- **Document text**
Penn State Associate Professor William J. Cobb recently published his third book, Goodnight, Texas (Unbridled Books September 10, 2006).  Tell me a little about yourself.

I grew up in South Texas–San Antonio, which is inland, and Rockport, which is on the coast. After graduating with an MA from the University of Texas I lived in New York for four years and worked in the publishing industry, and then to save myself from the fate of being an editor the rest of my life, returned to graduate school in Houston and received a PhD. I taught in Texas for a couple years, then joined the faculty here at Penn State in 1995. Generally I teach creative writing, but also hybrid classes of creative writing/literature, such as I’m doing this fall in an Honors course titled The Magic of Blood, about literature of the Southwest.

How did you come up with the story for Goodnight, Texas?

I had become fascinated and somewhat frightened by the idea of global warming, and on a visit to my former home on the Texas coast, I noticed how high the water was, how close to the shoreline many of the homes and condos are. It’s easy to imagine that when the next big hurricane comes along, it will cause a great amount of destruction. I lived through several hurricanes in our old house on Copano Bay, and once the storm surge rose so high that we had four feet of water in the lower level–basically the lower half of the house was in the bay. So that was always on my mind, as well as the family history of many of my ancestors dying in the Galveston Storm of 1900. And I should note that Goodnight, Texas was written mainly in 2003/2004, before Katrina. Part of the story is much of small town America is dying out, and how the people who live on this coastline are inured to the comings and goings of big storms, which sets the atmosphere. The characters are based on people I’ve known in Texas. Several critics have commented on the polyglot nature of the cast, the Mexican-Americans, the Vietnamese, the Russian. And this is the world of Texas I know, full of immigrants, complex and fascinating.

- **Prompt 1**
Reproduce the interview with William J. Cobb from "Penn State Associate" to "of the Southwest.".
- **Prompt 2**
In the interview with William J. Cobb, in which years was Goodnight, Texas mainly written?
- **Prompt 3**
Continue the interview with William J. Cobb from where it stops.

- **Provided material**

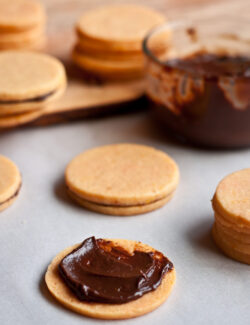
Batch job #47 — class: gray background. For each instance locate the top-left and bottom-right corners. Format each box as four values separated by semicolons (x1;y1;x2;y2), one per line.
0;112;250;325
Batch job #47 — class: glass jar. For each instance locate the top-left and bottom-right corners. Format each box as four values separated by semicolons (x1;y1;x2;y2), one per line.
143;17;250;147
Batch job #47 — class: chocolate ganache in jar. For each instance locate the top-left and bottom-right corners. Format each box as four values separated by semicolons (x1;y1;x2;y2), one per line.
144;18;250;148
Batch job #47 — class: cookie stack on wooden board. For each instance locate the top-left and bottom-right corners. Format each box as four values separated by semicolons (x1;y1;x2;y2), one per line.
72;5;165;80
0;50;66;128
0;0;46;50
212;168;250;264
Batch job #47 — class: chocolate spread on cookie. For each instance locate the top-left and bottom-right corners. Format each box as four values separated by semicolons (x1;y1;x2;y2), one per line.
59;237;173;304
148;52;250;147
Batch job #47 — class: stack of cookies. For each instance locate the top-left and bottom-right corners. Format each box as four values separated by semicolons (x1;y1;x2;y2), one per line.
73;5;165;80
0;0;45;50
65;144;179;215
212;168;250;264
0;50;66;128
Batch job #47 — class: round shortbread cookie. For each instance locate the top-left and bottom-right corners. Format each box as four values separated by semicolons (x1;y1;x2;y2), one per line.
213;168;250;227
0;51;66;100
214;212;250;235
72;49;144;78
65;144;179;207
0;83;66;119
45;239;176;319
0;24;44;44
0;109;43;129
212;226;250;264
215;223;250;255
0;27;44;49
68;191;173;216
0;35;46;51
75;41;143;63
215;219;250;244
77;33;143;57
0;155;21;211
76;5;165;49
0;0;45;31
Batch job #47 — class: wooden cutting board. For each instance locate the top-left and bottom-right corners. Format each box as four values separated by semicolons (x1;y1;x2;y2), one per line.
1;0;250;125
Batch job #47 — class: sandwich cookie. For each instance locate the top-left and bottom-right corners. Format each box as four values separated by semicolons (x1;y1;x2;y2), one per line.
45;237;176;319
65;144;179;215
0;51;66;126
0;155;21;211
72;5;165;80
0;0;46;49
212;168;250;264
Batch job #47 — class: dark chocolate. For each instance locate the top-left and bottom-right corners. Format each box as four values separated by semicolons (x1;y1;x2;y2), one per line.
59;237;173;304
148;53;250;148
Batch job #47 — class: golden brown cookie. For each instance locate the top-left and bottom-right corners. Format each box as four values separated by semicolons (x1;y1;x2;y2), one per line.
0;155;21;211
72;48;143;79
45;239;176;319
76;5;165;49
0;51;66;119
212;225;250;264
77;34;143;58
65;144;179;211
213;168;250;227
0;110;43;129
212;168;250;264
0;0;45;32
68;191;173;216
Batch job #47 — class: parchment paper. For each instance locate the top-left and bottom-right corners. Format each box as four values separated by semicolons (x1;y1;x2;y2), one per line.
0;112;250;325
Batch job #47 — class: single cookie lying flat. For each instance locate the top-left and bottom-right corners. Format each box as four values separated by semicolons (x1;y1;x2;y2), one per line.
65;144;179;215
45;237;176;319
212;168;250;264
0;51;66;126
0;0;45;50
0;155;21;211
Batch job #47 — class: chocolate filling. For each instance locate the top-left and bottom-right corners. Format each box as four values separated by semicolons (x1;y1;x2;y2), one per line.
0;90;56;105
59;237;173;304
0;183;22;206
66;186;172;208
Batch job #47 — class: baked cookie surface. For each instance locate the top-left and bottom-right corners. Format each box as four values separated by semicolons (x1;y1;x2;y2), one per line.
45;239;176;319
213;168;250;227
0;155;21;211
0;50;66;123
0;0;45;31
65;144;179;207
76;5;165;46
0;51;66;100
212;168;250;264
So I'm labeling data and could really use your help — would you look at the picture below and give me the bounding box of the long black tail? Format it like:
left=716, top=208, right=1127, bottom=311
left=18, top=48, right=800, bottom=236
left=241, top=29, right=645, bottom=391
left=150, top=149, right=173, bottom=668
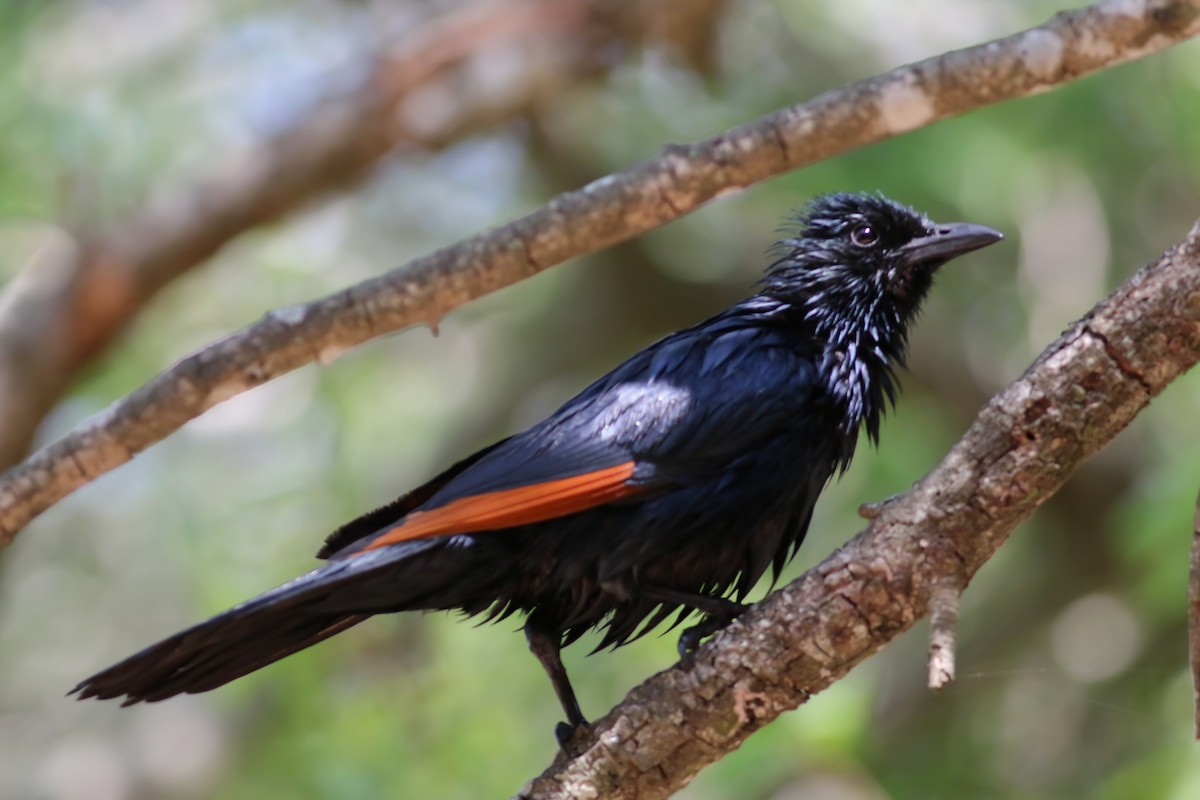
left=71, top=541, right=457, bottom=705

- **Expected answer 1**
Penn State Associate Professor William J. Cobb recently published his third book, Goodnight, Texas (Unbridled Books September 10, 2006).  Tell me a little about yourself.

I grew up in South Texas–San Antonio, which is inland, and Rockport, which is on the coast. After graduating with an MA from the University of Texas I lived in New York for four years and worked in the publishing industry, and then to save myself from the fate of being an editor the rest of my life, returned to graduate school in Houston and received a PhD. I taught in Texas for a couple years, then joined the faculty here at Penn State in 1995. Generally I teach creative writing, but also hybrid classes of creative writing/literature, such as I’m doing this fall in an Honors course titled The Magic of Blood, about literature of the Southwest.

- **Expected answer 2**
It was written mainly in 2003 and 2004, before Katrina.

- **Expected answer 3**
How much research did you do before you began writing?

I did a great amount of reading on global warming and natural disasters, almost none of which appears on the page, but is important as background: for instance, I read Bill McKibben’s “The End of Nature,” Simon Winchester’s “Krakatoa,” David Keys’ “Catastrophe,” Eugene Linden’s “The Winds of Change” and “The Future in Plain Sight,” as well as many others. It’s important for a writer to know much more than ever appears on the page.

What is your writing routine?

I  try to write every day, although when I’m teaching that’s not the easiest thing to do. Generally I write the first draft out in longhand, keyboard that, then edit the keyboarded version. I wrote much of the novel’s final draft while on a writing fellowship in Austin, Texas, living on a ranch of the famous Texas writer J. Frank Dobie. That was a great experience: there was a beautiful creek near the ranch house, and my wife and I would write in the mornings, go swimming in the afternoons, have dinner in the yard, beneath the giant oak tree, which had a family of screech owls who would flutter and trill above our heads.

How did you get your start as a writer?

I didn’t write much until my senior year of college, and have been pretty consistent ever since. When I was about 24 I sent off one of my first stories to TriQuarterly, an excellent magazine, and they asked for a rewrite. I worked hard on that, all excited, and then they didn’t take it! But it did give me confidence that I had some ability, and I kept at it, and eventually, a few years later, began to publish fairly regularly.

What was your “big break”?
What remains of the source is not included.